▽
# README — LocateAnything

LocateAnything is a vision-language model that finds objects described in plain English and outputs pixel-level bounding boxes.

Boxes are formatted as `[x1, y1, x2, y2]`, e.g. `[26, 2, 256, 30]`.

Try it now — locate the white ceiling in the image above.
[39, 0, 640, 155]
△
### What is expected:
Format the lines above as a JSON list of strings, one string per line, omitting any blank lines.

### Answer to the task:
[
  "# README — LocateAnything",
  "LocateAnything is a vision-language model that finds objects described in plain English and outputs pixel-level bounding boxes.",
  "Boxes are formatted as `[x1, y1, x2, y2]`, e.g. `[26, 2, 256, 30]`.",
  "Try it now — locate the white ceiling in the image above.",
  "[39, 0, 640, 155]"
]